Rescale the records below by reproducing every line, requests included, with each box coordinate in the answers multiplied by 2.25 and rounded to a whole number, halves rounded up. Leave everything else unchanged.

__Entries supplied__:
_ _ _ _ _
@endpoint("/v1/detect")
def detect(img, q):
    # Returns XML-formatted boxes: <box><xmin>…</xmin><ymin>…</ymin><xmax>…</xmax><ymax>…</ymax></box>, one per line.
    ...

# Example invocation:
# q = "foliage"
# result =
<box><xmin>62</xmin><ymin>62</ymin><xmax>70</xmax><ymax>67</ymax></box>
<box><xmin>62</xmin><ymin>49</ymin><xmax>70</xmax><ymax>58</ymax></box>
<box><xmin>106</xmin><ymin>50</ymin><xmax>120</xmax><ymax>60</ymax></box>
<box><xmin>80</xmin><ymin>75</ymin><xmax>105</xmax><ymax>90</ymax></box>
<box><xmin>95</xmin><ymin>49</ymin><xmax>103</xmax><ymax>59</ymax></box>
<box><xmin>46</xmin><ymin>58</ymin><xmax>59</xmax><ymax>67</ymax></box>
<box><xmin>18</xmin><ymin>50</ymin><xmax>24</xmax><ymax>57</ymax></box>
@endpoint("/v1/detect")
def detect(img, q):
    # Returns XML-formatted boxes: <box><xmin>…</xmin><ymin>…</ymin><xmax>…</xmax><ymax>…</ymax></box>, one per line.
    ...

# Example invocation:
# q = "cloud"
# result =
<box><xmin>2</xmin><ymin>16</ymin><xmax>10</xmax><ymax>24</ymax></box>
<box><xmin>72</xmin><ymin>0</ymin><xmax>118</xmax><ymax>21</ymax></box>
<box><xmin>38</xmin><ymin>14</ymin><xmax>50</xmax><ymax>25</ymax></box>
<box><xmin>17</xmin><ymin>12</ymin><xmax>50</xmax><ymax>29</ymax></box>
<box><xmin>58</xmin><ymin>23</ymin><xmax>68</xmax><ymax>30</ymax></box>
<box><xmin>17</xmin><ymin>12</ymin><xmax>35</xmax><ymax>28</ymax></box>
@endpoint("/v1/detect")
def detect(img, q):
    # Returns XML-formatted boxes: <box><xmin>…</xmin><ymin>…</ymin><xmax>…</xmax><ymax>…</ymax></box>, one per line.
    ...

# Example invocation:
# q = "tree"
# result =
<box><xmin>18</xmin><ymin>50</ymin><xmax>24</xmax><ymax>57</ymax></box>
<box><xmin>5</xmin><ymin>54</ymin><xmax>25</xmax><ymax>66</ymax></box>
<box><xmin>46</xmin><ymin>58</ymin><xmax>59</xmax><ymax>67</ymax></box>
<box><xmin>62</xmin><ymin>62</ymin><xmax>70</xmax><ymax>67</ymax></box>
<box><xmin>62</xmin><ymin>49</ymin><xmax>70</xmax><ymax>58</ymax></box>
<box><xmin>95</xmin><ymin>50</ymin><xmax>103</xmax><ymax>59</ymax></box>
_ _ _ _ _
__Solution below__:
@endpoint("/v1/detect")
def detect(img, q):
    # Returns XML-formatted boxes: <box><xmin>…</xmin><ymin>…</ymin><xmax>…</xmax><ymax>…</ymax></box>, one per line.
    ...

# Example invocation:
# q = "foliage"
# result =
<box><xmin>140</xmin><ymin>140</ymin><xmax>158</xmax><ymax>151</ymax></box>
<box><xmin>140</xmin><ymin>110</ymin><xmax>158</xmax><ymax>131</ymax></box>
<box><xmin>239</xmin><ymin>113</ymin><xmax>270</xmax><ymax>135</ymax></box>
<box><xmin>180</xmin><ymin>169</ymin><xmax>236</xmax><ymax>203</ymax></box>
<box><xmin>214</xmin><ymin>110</ymin><xmax>232</xmax><ymax>133</ymax></box>
<box><xmin>104</xmin><ymin>131</ymin><xmax>133</xmax><ymax>151</ymax></box>
<box><xmin>41</xmin><ymin>113</ymin><xmax>54</xmax><ymax>128</ymax></box>
@endpoint("/v1/detect")
def detect(img, q):
    # Returns XML-formatted boxes: <box><xmin>…</xmin><ymin>…</ymin><xmax>…</xmax><ymax>…</ymax></box>, one per line.
    ...

# Example invocation:
# q = "cloud"
# result =
<box><xmin>5</xmin><ymin>36</ymin><xmax>23</xmax><ymax>54</ymax></box>
<box><xmin>162</xmin><ymin>0</ymin><xmax>266</xmax><ymax>47</ymax></box>
<box><xmin>86</xmin><ymin>32</ymin><xmax>113</xmax><ymax>56</ymax></box>
<box><xmin>38</xmin><ymin>27</ymin><xmax>113</xmax><ymax>65</ymax></box>
<box><xmin>131</xmin><ymin>52</ymin><xmax>153</xmax><ymax>68</ymax></box>
<box><xmin>38</xmin><ymin>27</ymin><xmax>79</xmax><ymax>63</ymax></box>
@endpoint("/v1/detect")
def detect(img, q):
    # Returns XML-formatted boxes: <box><xmin>…</xmin><ymin>…</ymin><xmax>…</xmax><ymax>…</ymax></box>, one per line.
    ...

# Example invocation:
# q = "tree"
# result =
<box><xmin>41</xmin><ymin>113</ymin><xmax>54</xmax><ymax>128</ymax></box>
<box><xmin>11</xmin><ymin>122</ymin><xmax>56</xmax><ymax>149</ymax></box>
<box><xmin>104</xmin><ymin>131</ymin><xmax>133</xmax><ymax>151</ymax></box>
<box><xmin>140</xmin><ymin>140</ymin><xmax>158</xmax><ymax>151</ymax></box>
<box><xmin>140</xmin><ymin>110</ymin><xmax>158</xmax><ymax>131</ymax></box>
<box><xmin>214</xmin><ymin>113</ymin><xmax>232</xmax><ymax>133</ymax></box>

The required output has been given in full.